*QUOTED PASSAGE:*
______________________________

(The following article by Barry Critchley was posted on the Financial Post website on July 12.)
TORONTO — The latest example of the way in which Canadian National Railway Co. navigates its investment banking relationships was played out this past week.
The Montreal-based issuer — one of the six Class 1 railroads operating in North America — raised US$800-million via a two-tranche offering: US$300-million of 4.25% five-year debt; and US$500-million of 6.25% 30-year debt. CN expects to receive about US$790-million from the sale of the two debt securities.
The proceeds from the offering will be used to defray part of the costs of two recent CN acquisitions: the railroad and marine holdings of Great Lakes Transportation LLC and BC Rail.
CN’s debt financing — which closed on Friday — was led by Citigroup, the U.S. firm that has been the lead manager on every CN US$ financing since early 2000.
Over that period, CN has been to the markets on two separate occasions: in March, 2003, it scooped up US$400-million while in September, 2001, it garnered US$600-million.

______________________________

*GIVEN DATA:*
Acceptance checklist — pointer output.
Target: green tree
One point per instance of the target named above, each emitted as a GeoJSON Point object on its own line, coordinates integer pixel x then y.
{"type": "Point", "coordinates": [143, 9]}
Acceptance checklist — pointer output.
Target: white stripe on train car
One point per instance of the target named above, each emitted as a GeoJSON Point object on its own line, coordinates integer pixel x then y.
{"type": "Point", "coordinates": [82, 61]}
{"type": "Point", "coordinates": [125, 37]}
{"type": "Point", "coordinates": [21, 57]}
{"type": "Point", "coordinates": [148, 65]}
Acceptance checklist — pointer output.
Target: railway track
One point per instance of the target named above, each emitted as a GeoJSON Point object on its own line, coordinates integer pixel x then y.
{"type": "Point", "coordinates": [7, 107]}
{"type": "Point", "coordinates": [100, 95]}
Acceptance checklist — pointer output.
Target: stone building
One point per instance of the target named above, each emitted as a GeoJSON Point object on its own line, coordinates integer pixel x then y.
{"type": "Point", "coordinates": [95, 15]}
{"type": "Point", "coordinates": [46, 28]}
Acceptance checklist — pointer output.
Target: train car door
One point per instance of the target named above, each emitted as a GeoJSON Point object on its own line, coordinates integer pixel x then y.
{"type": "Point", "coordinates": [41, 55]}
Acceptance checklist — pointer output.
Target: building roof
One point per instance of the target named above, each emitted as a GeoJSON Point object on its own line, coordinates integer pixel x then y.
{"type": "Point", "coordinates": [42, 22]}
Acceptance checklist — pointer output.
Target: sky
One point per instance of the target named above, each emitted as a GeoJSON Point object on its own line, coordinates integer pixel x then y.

______________________________

*WHAT YOU WILL DO:*
A. According to the article on Canadian National Railway's debt offering, how much did CN raise in March 2003?
B. Transcribe the stretch from "TORONTO — The" through "and BC Rail." in the article on Canadian National Railway's debt offering.
The records have no connection to the article.

*RESPONSE LIST:*
A. US$400-million.

B.
TORONTO — The latest example of the way in which Canadian National Railway Co. navigates its investment banking relationships was played out this past week.
The Montreal-based issuer — one of the six Class 1 railroads operating in North America — raised US$800-million via a two-tranche offering: US$300-million of 4.25% five-year debt; and US$500-million of 6.25% 30-year debt. CN expects to receive about US$790-million from the sale of the two debt securities.
The proceeds from the offering will be used to defray part of the costs of two recent CN acquisitions: the railroad and marine holdings of Great Lakes Transportation LLC and BC Rail.